> _Directions for this task_
The data below is to be written out exactly, with no pictures.

Records provided START

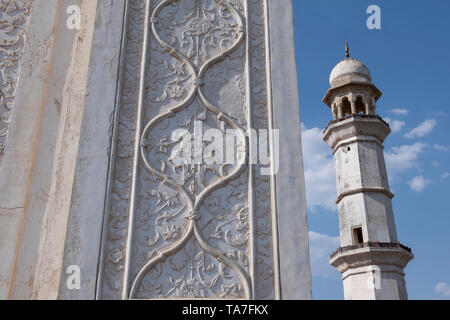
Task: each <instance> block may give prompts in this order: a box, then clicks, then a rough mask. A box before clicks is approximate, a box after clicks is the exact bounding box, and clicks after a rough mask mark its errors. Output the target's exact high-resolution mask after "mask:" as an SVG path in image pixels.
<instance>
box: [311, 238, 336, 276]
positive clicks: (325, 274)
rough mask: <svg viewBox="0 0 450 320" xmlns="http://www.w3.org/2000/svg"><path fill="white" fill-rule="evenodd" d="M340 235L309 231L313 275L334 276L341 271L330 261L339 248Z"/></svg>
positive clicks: (311, 266)
mask: <svg viewBox="0 0 450 320" xmlns="http://www.w3.org/2000/svg"><path fill="white" fill-rule="evenodd" d="M339 244H340V241H339V237H331V236H329V235H326V234H321V233H317V232H314V231H310V232H309V250H310V255H311V272H312V275H313V276H321V277H332V276H339V273H338V272H337V270H336V269H334V268H333V267H332V266H331V265H330V263H329V259H330V255H331V254H332V253H333V252H334V251H335V250H336V249H337V248H339Z"/></svg>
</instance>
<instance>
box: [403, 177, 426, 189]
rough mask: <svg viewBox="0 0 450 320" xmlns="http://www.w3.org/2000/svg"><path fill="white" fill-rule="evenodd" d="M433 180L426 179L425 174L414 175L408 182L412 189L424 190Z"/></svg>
mask: <svg viewBox="0 0 450 320" xmlns="http://www.w3.org/2000/svg"><path fill="white" fill-rule="evenodd" d="M430 183H431V181H430V180H428V179H425V178H424V177H423V176H417V177H414V178H413V179H412V180H411V181H409V182H408V184H409V186H410V188H411V190H413V191H416V192H422V191H423V190H425V188H426V187H427V186H428V185H430Z"/></svg>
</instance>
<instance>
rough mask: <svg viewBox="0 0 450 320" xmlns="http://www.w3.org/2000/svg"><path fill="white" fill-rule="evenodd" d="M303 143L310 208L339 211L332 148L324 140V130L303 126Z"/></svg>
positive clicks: (308, 201)
mask: <svg viewBox="0 0 450 320" xmlns="http://www.w3.org/2000/svg"><path fill="white" fill-rule="evenodd" d="M302 141H303V158H304V163H305V180H306V197H307V204H308V207H309V208H310V209H311V210H314V208H315V207H322V208H325V209H328V210H337V206H336V204H335V203H334V200H335V198H336V194H337V192H336V173H335V167H334V161H333V157H332V151H331V148H330V147H329V146H328V144H326V143H325V142H324V141H323V140H322V130H321V129H319V128H312V129H308V128H306V127H305V126H304V125H303V124H302Z"/></svg>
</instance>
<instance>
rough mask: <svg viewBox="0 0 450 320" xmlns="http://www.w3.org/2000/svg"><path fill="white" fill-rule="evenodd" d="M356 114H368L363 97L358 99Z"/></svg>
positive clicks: (356, 102) (359, 97)
mask: <svg viewBox="0 0 450 320" xmlns="http://www.w3.org/2000/svg"><path fill="white" fill-rule="evenodd" d="M356 113H357V114H362V115H364V114H366V107H365V105H364V102H363V97H361V96H358V97H357V98H356Z"/></svg>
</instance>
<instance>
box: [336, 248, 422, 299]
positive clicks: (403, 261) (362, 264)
mask: <svg viewBox="0 0 450 320" xmlns="http://www.w3.org/2000/svg"><path fill="white" fill-rule="evenodd" d="M413 257H414V256H413V254H412V253H411V250H410V249H409V248H407V247H405V246H403V245H401V244H391V243H365V244H361V245H357V246H351V247H346V248H339V249H338V251H337V252H336V253H335V254H333V255H332V256H331V259H330V264H331V265H332V266H334V267H335V268H336V269H337V270H338V271H339V272H341V273H342V280H343V284H344V297H345V300H407V299H408V295H407V291H406V284H405V279H404V273H403V269H404V268H405V267H406V265H407V264H408V262H409V261H410V260H411V259H413Z"/></svg>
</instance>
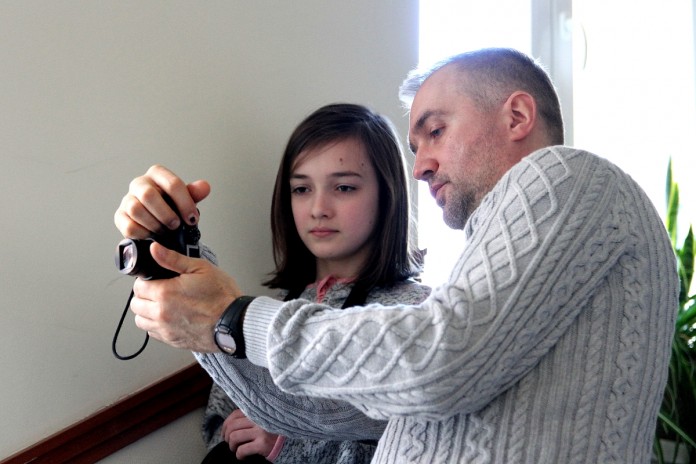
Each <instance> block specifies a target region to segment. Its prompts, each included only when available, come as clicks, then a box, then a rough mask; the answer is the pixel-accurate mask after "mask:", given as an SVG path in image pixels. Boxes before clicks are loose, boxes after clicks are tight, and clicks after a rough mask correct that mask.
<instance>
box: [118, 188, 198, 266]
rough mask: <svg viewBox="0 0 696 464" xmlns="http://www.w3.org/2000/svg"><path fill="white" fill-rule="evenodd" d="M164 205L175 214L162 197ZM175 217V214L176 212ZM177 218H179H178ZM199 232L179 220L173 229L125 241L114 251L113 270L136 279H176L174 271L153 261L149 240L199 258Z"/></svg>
mask: <svg viewBox="0 0 696 464" xmlns="http://www.w3.org/2000/svg"><path fill="white" fill-rule="evenodd" d="M165 200H166V201H167V204H169V206H171V207H172V209H173V210H174V211H177V209H176V206H175V205H174V202H172V201H171V199H169V198H168V197H165ZM177 214H179V213H178V211H177ZM179 218H180V219H181V215H179ZM200 238H201V233H200V231H199V230H198V227H197V226H190V225H188V224H186V223H185V222H184V220H183V219H181V225H180V226H179V227H178V228H177V229H175V230H168V231H167V232H165V233H163V234H159V235H156V236H154V237H153V238H146V239H131V238H126V239H123V240H121V241H120V242H119V244H118V246H117V248H116V257H115V258H116V267H118V270H119V272H121V273H122V274H127V275H132V276H135V277H140V278H141V279H143V280H154V279H169V278H172V277H176V276H177V275H179V274H177V273H176V272H174V271H171V270H169V269H165V268H163V267H162V266H160V265H159V264H157V262H156V261H155V260H154V258H153V257H152V254H150V244H152V242H153V241H156V242H157V243H159V244H161V245H163V246H165V247H167V248H169V249H170V250H174V251H176V252H179V253H181V254H182V255H186V256H190V257H192V258H200V248H199V245H198V241H199V240H200Z"/></svg>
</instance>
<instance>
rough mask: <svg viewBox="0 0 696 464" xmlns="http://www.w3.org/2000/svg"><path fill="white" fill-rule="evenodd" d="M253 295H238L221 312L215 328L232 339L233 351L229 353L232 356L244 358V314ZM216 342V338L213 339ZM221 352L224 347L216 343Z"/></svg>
mask: <svg viewBox="0 0 696 464" xmlns="http://www.w3.org/2000/svg"><path fill="white" fill-rule="evenodd" d="M254 298H255V297H253V296H240V297H239V298H237V299H235V300H234V301H233V302H232V303H230V305H229V306H228V307H227V309H225V312H223V313H222V316H221V317H220V320H219V321H218V323H217V326H216V328H215V330H216V331H225V332H226V333H228V334H230V336H232V338H233V339H234V343H235V345H236V348H235V351H234V353H233V354H232V355H231V356H232V357H234V358H242V359H243V358H246V346H245V343H244V330H243V327H244V315H245V314H246V308H247V306H249V303H251V302H252V301H254ZM215 343H216V344H218V343H217V339H216V340H215ZM218 348H220V349H221V350H222V351H223V352H225V349H224V348H223V347H221V346H220V345H219V344H218Z"/></svg>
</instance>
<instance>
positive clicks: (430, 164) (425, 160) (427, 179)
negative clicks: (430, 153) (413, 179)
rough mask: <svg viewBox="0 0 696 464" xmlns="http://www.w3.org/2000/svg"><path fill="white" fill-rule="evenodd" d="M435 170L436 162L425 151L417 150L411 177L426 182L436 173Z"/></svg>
mask: <svg viewBox="0 0 696 464" xmlns="http://www.w3.org/2000/svg"><path fill="white" fill-rule="evenodd" d="M437 168H438V164H437V161H435V159H434V158H433V157H432V156H430V154H429V153H428V152H427V151H425V150H423V149H421V150H418V152H417V153H416V160H415V161H414V163H413V177H415V178H416V179H418V180H423V181H426V182H427V181H428V179H430V178H431V177H432V176H433V175H434V174H435V173H436V172H437Z"/></svg>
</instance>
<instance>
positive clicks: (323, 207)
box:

Records provided END

> _Final answer_
Task: each <instance> block may give prompts in this order: a box, then clicks, then a rough mask. A box before clicks is approximate, a box after clicks is the exact bounding box, and clicks after a rough mask mark its errors. Output the target's exact high-resolution mask after "mask:" as an SVG path in image pixels.
<instance>
box: [311, 238, 336, 276]
positive clicks: (325, 274)
rough mask: <svg viewBox="0 0 450 320" xmlns="http://www.w3.org/2000/svg"><path fill="white" fill-rule="evenodd" d="M340 235L309 231L313 275L334 276L341 271L330 261L339 248Z"/></svg>
positive clicks: (311, 266)
mask: <svg viewBox="0 0 450 320" xmlns="http://www.w3.org/2000/svg"><path fill="white" fill-rule="evenodd" d="M339 244H340V241H339V237H331V236H329V235H326V234H321V233H317V232H314V231H310V232H309V250H310V255H311V272H312V275H313V276H321V277H332V276H339V273H338V272H337V270H336V269H334V268H333V267H332V266H331V265H330V263H329V259H330V255H331V254H332V253H333V252H334V251H335V250H336V249H337V248H339Z"/></svg>
</instance>
<instance>
box: [403, 177, 426, 189]
rough mask: <svg viewBox="0 0 450 320" xmlns="http://www.w3.org/2000/svg"><path fill="white" fill-rule="evenodd" d="M433 180L426 179L425 174L414 175L408 182L412 189L424 190Z"/></svg>
mask: <svg viewBox="0 0 450 320" xmlns="http://www.w3.org/2000/svg"><path fill="white" fill-rule="evenodd" d="M430 183H431V181H430V180H428V179H425V178H424V177H423V176H417V177H414V178H413V179H412V180H411V181H409V182H408V184H409V186H410V188H411V190H413V191H416V192H422V191H423V190H425V188H426V187H427V186H428V185H430Z"/></svg>
</instance>
<instance>
rough mask: <svg viewBox="0 0 450 320" xmlns="http://www.w3.org/2000/svg"><path fill="white" fill-rule="evenodd" d="M303 143L310 208L339 211L332 148L324 140V130L303 126Z"/></svg>
positive clicks: (308, 201)
mask: <svg viewBox="0 0 450 320" xmlns="http://www.w3.org/2000/svg"><path fill="white" fill-rule="evenodd" d="M302 141H303V158H304V163H305V180H306V197H307V204H308V207H309V208H310V209H311V210H314V208H315V207H322V208H325V209H328V210H337V206H336V204H335V203H334V200H335V198H336V194H337V192H336V173H335V167H334V161H333V157H332V151H331V148H330V147H329V146H328V144H326V143H325V142H324V141H323V140H322V130H321V129H319V128H312V129H308V128H306V127H305V126H304V125H303V124H302Z"/></svg>
</instance>
<instance>
rough mask: <svg viewBox="0 0 450 320" xmlns="http://www.w3.org/2000/svg"><path fill="white" fill-rule="evenodd" d="M356 114H368L363 97L358 99Z"/></svg>
positive clicks: (356, 102) (359, 97)
mask: <svg viewBox="0 0 450 320" xmlns="http://www.w3.org/2000/svg"><path fill="white" fill-rule="evenodd" d="M356 113H357V114H362V115H364V114H366V107H365V105H364V102H363V97H361V96H358V97H357V98H356Z"/></svg>
</instance>
<instance>
box: [336, 248, 422, 299]
positive clicks: (403, 261) (362, 264)
mask: <svg viewBox="0 0 450 320" xmlns="http://www.w3.org/2000/svg"><path fill="white" fill-rule="evenodd" d="M413 257H414V256H413V254H412V253H411V250H410V249H409V248H407V247H405V246H403V245H401V244H391V243H365V244H361V245H357V246H351V247H346V248H339V249H338V251H337V252H336V253H335V254H333V255H332V256H331V259H330V264H331V265H332V266H334V267H335V268H336V269H337V270H338V271H339V272H341V273H342V280H343V284H344V297H345V300H407V299H408V295H407V291H406V284H405V279H404V273H403V269H404V268H405V267H406V265H407V264H408V262H409V261H410V260H411V259H413Z"/></svg>
</instance>
Each <instance> block specifies a target region to segment. Its prompts, each included only when available, come as clicks, then a box, then a rough mask; the answer is the pixel-accurate mask after "mask:", given as an SVG path in image pixels. Boxes before clicks are loose, boxes after clicks are tight, and clicks after a rough mask correct that mask.
<instance>
box: [118, 188, 198, 266]
rough mask: <svg viewBox="0 0 696 464" xmlns="http://www.w3.org/2000/svg"><path fill="white" fill-rule="evenodd" d="M164 205L175 214L162 197ZM175 217V214L176 212ZM177 218H179H178ZM199 232L179 220L173 229L125 241L114 251L113 270L136 279H176L174 271L153 261L149 240L199 258Z"/></svg>
mask: <svg viewBox="0 0 696 464" xmlns="http://www.w3.org/2000/svg"><path fill="white" fill-rule="evenodd" d="M165 200H166V201H167V204H169V206H171V207H172V209H173V210H174V211H177V209H176V206H175V205H174V202H172V201H171V199H169V198H168V197H165ZM177 214H179V213H178V211H177ZM179 218H180V219H181V215H179ZM200 238H201V233H200V231H199V230H198V227H197V226H190V225H188V224H186V223H185V222H184V220H183V219H181V225H180V226H179V227H178V228H177V229H175V230H168V231H167V232H165V233H163V234H159V235H156V236H154V237H153V238H146V239H131V238H126V239H123V240H121V241H120V242H119V244H118V246H117V248H116V257H115V258H116V267H118V270H119V272H121V273H122V274H127V275H132V276H135V277H140V278H141V279H143V280H154V279H169V278H172V277H176V276H177V275H179V274H177V273H176V272H174V271H171V270H169V269H165V268H163V267H162V266H160V265H159V264H157V262H156V261H155V260H154V258H153V257H152V254H150V244H152V242H153V241H156V242H157V243H159V244H161V245H163V246H165V247H167V248H169V249H170V250H174V251H176V252H179V253H181V254H182V255H186V256H190V257H192V258H200V248H199V245H198V241H199V240H200Z"/></svg>
</instance>
<instance>
rough mask: <svg viewBox="0 0 696 464" xmlns="http://www.w3.org/2000/svg"><path fill="white" fill-rule="evenodd" d="M253 295H238L221 312L215 328L232 339L233 351L229 353L232 356L244 358V314ZM216 342V338L213 339ZM221 352L224 347L216 343Z"/></svg>
mask: <svg viewBox="0 0 696 464" xmlns="http://www.w3.org/2000/svg"><path fill="white" fill-rule="evenodd" d="M254 298H255V297H253V296H240V297H239V298H237V299H235V300H234V301H233V302H232V303H230V305H229V306H228V307H227V309H225V312H223V313H222V316H221V317H220V320H219V321H218V323H217V326H216V328H215V330H216V331H225V332H226V333H228V334H230V336H232V338H233V339H234V343H235V345H236V348H235V351H234V353H233V354H232V355H231V356H232V357H234V358H242V359H243V358H246V346H245V343H244V330H243V327H244V315H245V314H246V308H247V306H249V303H251V302H252V301H254ZM215 343H216V344H218V343H217V339H216V340H215ZM218 348H220V349H221V350H222V351H223V352H225V349H224V348H223V347H221V346H220V345H219V344H218Z"/></svg>
</instance>
<instance>
positive clicks: (430, 164) (425, 160) (427, 179)
negative clicks: (430, 153) (413, 179)
rough mask: <svg viewBox="0 0 696 464" xmlns="http://www.w3.org/2000/svg"><path fill="white" fill-rule="evenodd" d="M435 170L436 162L425 151L417 150L411 177L426 182L436 173Z"/></svg>
mask: <svg viewBox="0 0 696 464" xmlns="http://www.w3.org/2000/svg"><path fill="white" fill-rule="evenodd" d="M437 168H438V164H437V161H435V159H434V158H433V157H432V156H430V154H429V153H428V152H427V151H425V150H423V149H421V150H418V152H417V153H416V160H415V161H414V163H413V177H415V178H416V179H418V180H423V181H426V182H427V181H428V179H430V178H431V177H432V176H433V175H434V174H435V173H436V172H437Z"/></svg>
</instance>
<instance>
positive clicks: (323, 207)
box:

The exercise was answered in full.